Pull out every line of the material below that contains the string "point", copying each one in full.

....................

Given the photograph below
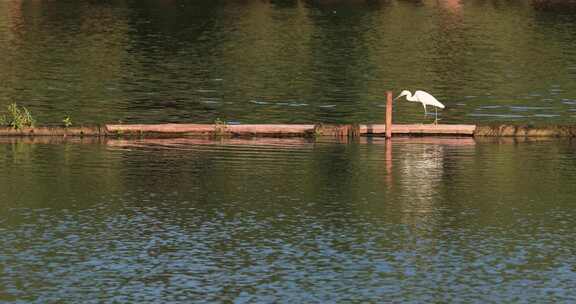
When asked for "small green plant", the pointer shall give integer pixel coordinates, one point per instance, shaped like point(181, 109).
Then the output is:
point(17, 117)
point(67, 121)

....................

_Expected output_.
When asked for "small green plant", the pointer shall give integer pixel coordinates, one point per instance, shaped like point(181, 109).
point(17, 117)
point(67, 121)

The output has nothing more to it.